## Instructions to follow
Find every line in the items below that contains the word "driver", matching case, and copy each of those lines.

## Begin Data in this exercise

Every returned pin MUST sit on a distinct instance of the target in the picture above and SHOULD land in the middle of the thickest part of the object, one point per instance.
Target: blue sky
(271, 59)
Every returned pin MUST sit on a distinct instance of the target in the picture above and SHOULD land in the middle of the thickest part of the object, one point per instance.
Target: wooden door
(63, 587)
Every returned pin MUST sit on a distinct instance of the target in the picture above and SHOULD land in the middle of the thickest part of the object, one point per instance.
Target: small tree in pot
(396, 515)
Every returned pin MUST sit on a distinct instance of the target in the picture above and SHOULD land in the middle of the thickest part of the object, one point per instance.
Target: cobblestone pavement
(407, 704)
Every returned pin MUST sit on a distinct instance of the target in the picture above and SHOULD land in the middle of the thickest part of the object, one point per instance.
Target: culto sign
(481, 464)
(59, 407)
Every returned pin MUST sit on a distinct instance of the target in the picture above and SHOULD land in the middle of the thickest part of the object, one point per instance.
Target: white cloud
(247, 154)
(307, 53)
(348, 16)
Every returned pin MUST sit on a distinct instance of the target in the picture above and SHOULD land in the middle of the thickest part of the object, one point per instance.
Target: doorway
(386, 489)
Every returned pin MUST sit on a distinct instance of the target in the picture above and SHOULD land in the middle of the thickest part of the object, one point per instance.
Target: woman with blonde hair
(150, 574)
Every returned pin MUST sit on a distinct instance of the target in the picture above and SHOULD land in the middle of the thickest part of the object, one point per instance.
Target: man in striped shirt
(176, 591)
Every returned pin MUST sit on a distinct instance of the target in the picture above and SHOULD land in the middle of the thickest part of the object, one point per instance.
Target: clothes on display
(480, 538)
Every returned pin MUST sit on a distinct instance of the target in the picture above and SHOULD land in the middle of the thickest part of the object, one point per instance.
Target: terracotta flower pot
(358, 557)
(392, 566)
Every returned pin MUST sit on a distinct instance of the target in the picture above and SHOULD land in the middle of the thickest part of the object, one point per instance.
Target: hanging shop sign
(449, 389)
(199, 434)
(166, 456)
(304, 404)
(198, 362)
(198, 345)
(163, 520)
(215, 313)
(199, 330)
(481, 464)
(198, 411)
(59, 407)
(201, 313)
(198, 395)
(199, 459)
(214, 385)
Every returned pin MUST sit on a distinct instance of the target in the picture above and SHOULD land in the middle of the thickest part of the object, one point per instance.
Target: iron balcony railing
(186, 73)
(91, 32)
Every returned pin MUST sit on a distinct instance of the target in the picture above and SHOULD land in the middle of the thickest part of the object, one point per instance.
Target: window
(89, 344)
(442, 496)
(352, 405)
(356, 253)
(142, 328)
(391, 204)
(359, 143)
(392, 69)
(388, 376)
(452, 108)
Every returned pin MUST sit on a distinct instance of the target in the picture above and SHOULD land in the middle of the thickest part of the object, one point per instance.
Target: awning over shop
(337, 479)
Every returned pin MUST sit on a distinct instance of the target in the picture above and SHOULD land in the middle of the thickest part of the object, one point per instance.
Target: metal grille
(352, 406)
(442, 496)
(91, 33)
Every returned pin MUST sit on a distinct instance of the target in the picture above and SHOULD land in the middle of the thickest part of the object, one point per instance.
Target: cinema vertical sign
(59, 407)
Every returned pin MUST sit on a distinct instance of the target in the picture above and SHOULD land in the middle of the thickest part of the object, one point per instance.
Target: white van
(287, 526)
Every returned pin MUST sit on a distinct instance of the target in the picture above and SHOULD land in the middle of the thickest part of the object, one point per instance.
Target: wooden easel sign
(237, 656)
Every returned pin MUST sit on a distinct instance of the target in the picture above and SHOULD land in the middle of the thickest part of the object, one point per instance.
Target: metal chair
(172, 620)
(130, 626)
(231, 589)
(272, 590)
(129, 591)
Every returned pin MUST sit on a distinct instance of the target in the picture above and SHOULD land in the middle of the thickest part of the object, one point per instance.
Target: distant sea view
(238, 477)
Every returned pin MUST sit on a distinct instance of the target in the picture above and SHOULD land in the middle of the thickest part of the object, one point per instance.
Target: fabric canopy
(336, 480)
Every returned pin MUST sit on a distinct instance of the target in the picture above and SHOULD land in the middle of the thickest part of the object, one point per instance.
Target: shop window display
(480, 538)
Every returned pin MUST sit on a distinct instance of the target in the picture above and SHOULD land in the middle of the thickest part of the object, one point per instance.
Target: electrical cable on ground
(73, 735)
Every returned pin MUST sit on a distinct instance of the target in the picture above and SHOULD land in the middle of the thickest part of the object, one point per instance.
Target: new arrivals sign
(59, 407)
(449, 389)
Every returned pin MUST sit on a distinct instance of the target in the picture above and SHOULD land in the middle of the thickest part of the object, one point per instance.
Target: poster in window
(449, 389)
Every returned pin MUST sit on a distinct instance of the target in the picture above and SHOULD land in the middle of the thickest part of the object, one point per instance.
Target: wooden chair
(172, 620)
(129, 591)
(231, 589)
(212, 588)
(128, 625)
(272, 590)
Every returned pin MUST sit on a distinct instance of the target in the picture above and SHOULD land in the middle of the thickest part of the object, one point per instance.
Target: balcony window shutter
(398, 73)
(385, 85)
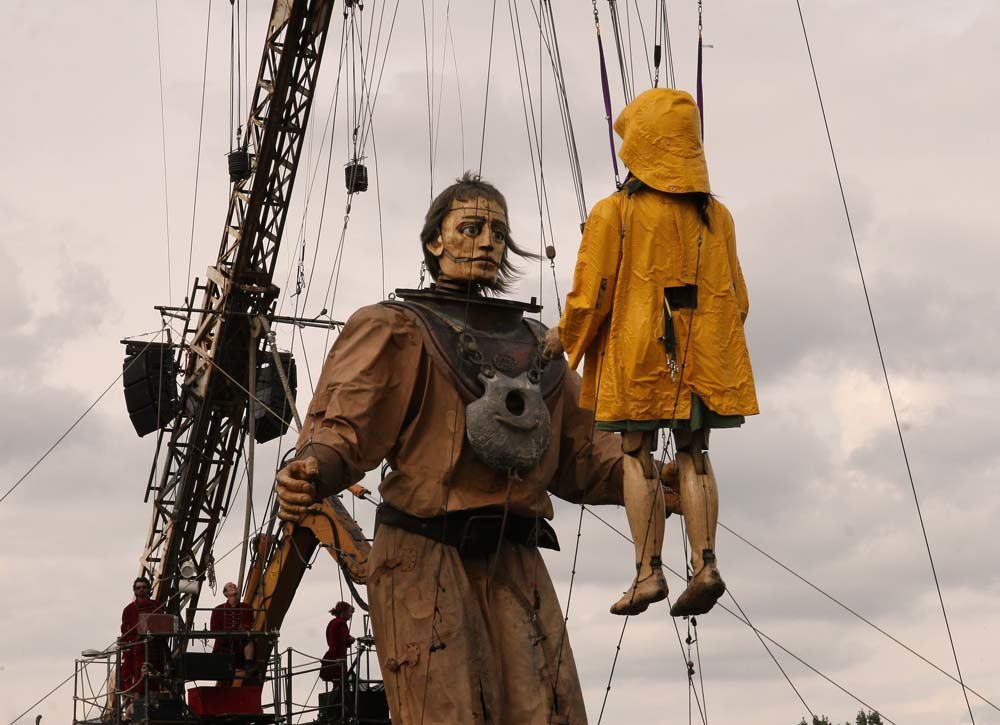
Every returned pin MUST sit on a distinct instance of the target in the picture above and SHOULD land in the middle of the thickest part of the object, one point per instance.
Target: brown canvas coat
(635, 245)
(382, 396)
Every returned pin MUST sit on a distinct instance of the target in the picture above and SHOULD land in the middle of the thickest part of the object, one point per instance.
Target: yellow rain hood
(661, 141)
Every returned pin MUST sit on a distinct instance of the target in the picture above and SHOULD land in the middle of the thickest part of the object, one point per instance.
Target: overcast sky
(817, 480)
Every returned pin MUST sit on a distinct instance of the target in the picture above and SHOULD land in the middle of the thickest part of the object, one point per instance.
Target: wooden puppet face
(472, 241)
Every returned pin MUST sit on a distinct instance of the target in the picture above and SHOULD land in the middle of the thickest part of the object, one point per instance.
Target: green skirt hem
(701, 417)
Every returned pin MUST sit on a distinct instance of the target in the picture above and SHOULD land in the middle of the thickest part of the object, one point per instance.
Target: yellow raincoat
(636, 245)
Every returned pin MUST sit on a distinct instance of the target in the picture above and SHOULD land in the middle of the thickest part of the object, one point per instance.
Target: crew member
(658, 306)
(233, 616)
(133, 651)
(338, 639)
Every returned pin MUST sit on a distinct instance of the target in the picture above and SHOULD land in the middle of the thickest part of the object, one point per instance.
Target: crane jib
(191, 492)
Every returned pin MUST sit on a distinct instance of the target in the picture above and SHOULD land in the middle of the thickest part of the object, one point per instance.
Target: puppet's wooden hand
(295, 489)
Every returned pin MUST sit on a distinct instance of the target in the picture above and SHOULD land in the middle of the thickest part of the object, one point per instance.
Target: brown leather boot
(643, 592)
(702, 592)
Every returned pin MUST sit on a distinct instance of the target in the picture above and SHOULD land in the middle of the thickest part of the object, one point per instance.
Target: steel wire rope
(642, 31)
(326, 182)
(369, 100)
(458, 89)
(468, 301)
(486, 95)
(627, 88)
(163, 147)
(428, 94)
(769, 652)
(546, 23)
(532, 127)
(748, 623)
(826, 594)
(881, 356)
(79, 418)
(669, 48)
(673, 416)
(197, 166)
(688, 621)
(593, 428)
(378, 84)
(440, 94)
(858, 615)
(378, 205)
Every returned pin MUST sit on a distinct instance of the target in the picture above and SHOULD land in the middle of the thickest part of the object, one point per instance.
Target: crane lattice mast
(203, 443)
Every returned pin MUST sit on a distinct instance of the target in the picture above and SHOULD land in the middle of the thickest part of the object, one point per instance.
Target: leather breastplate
(492, 354)
(507, 341)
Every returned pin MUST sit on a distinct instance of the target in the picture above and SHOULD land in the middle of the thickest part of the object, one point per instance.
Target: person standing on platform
(233, 616)
(133, 651)
(338, 639)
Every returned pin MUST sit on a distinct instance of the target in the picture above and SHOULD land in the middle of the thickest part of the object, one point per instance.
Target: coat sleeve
(362, 396)
(739, 284)
(589, 302)
(590, 460)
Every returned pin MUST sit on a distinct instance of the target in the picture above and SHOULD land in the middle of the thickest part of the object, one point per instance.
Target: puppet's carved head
(466, 237)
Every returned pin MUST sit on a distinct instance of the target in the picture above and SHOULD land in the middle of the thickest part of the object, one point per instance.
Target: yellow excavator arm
(278, 566)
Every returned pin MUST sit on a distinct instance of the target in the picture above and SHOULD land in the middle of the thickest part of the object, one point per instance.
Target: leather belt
(475, 532)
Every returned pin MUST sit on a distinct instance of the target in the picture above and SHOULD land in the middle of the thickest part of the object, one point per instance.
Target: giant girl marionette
(657, 307)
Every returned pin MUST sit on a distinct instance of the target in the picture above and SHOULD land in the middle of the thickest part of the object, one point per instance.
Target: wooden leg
(700, 505)
(644, 507)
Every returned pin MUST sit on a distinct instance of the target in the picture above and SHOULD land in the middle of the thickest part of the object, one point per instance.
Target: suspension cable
(763, 634)
(881, 356)
(82, 415)
(163, 146)
(197, 165)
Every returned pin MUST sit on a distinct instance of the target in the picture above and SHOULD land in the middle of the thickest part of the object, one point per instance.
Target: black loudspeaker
(271, 393)
(149, 375)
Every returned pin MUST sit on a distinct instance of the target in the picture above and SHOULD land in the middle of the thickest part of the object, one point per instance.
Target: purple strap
(607, 104)
(701, 95)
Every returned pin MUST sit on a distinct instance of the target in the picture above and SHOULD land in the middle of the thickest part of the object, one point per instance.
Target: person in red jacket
(133, 651)
(338, 638)
(233, 616)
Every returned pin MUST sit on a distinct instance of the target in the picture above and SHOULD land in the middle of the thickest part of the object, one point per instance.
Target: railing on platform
(290, 680)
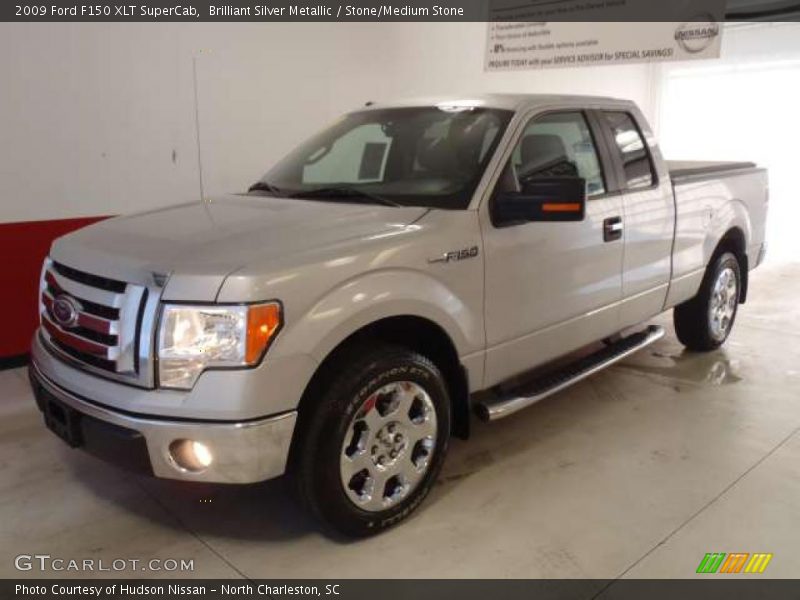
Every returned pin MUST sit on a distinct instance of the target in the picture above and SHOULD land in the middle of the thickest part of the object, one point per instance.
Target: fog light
(191, 455)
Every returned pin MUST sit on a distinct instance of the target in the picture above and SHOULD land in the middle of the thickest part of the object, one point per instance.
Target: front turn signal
(263, 322)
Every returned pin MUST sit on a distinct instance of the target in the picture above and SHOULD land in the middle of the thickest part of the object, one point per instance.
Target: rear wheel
(704, 322)
(371, 449)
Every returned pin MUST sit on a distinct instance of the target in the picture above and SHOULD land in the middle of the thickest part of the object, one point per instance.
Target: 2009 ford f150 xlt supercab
(408, 265)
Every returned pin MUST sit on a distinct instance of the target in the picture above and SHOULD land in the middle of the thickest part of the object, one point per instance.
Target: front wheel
(370, 450)
(704, 322)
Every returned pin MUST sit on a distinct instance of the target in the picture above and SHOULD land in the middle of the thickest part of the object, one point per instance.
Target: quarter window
(558, 145)
(633, 150)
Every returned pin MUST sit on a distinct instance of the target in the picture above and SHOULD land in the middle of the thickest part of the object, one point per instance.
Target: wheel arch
(735, 242)
(417, 333)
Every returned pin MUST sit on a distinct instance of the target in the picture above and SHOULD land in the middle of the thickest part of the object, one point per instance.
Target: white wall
(743, 107)
(99, 119)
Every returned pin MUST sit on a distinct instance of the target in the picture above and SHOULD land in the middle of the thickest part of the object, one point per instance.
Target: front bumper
(244, 452)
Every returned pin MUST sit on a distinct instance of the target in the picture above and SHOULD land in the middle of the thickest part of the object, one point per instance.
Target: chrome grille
(94, 320)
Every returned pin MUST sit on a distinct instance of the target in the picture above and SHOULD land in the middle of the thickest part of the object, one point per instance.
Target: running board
(565, 376)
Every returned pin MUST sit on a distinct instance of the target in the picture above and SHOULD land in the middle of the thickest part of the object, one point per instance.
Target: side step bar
(557, 380)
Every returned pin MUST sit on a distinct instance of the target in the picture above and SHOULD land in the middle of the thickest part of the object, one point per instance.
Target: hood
(200, 243)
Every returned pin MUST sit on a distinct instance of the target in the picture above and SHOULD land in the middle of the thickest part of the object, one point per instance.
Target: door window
(558, 145)
(633, 150)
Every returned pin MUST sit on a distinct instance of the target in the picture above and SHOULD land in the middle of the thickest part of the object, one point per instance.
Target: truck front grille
(92, 319)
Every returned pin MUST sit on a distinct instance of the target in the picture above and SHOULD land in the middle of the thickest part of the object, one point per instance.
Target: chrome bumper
(242, 452)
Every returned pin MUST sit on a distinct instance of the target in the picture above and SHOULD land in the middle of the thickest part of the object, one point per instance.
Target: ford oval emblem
(66, 310)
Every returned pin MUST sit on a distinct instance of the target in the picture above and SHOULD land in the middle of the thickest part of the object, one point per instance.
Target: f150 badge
(455, 255)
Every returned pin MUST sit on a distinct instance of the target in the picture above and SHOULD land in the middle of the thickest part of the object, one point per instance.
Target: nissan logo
(66, 310)
(696, 36)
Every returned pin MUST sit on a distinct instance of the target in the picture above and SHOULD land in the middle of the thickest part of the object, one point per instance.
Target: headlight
(192, 339)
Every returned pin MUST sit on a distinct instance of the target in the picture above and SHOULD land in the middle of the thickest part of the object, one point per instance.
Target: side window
(558, 145)
(633, 150)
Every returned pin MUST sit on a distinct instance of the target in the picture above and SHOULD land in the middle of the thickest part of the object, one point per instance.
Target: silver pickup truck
(410, 265)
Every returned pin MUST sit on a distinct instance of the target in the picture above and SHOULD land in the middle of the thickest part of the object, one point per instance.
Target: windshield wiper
(265, 186)
(344, 192)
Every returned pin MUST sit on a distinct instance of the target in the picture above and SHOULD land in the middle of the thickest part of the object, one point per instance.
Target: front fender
(377, 295)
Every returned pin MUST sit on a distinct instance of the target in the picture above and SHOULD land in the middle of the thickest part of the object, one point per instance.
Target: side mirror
(547, 199)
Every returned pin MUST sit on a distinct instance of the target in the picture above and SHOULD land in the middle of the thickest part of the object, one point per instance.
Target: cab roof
(514, 102)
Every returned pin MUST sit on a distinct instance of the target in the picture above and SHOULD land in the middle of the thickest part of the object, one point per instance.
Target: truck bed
(685, 169)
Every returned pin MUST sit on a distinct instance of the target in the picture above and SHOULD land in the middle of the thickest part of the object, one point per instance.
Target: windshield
(430, 156)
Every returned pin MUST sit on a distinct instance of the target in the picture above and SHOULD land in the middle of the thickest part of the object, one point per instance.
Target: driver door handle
(612, 229)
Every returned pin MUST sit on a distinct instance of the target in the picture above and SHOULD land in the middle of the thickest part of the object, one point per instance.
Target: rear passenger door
(648, 218)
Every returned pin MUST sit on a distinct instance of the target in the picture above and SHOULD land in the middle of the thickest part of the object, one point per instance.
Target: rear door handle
(612, 229)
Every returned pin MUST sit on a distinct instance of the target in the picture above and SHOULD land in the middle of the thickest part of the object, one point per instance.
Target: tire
(704, 322)
(370, 448)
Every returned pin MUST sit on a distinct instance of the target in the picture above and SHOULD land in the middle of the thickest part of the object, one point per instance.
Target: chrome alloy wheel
(388, 446)
(722, 308)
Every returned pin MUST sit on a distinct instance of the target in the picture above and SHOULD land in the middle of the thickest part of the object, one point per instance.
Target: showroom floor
(637, 472)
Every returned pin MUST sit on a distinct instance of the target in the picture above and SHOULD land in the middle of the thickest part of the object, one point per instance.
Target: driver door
(551, 287)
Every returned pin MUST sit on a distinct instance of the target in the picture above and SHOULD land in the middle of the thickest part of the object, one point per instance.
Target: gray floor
(637, 472)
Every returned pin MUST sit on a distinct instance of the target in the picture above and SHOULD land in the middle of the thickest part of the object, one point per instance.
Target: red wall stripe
(24, 247)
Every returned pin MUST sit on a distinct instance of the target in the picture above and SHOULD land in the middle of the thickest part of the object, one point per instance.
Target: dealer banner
(517, 40)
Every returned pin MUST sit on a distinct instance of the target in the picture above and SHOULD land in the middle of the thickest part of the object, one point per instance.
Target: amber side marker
(562, 207)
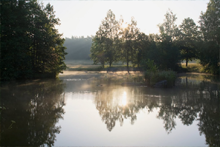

## End Data in this exercise

## Final result
Target: driver door handle
Target: driver door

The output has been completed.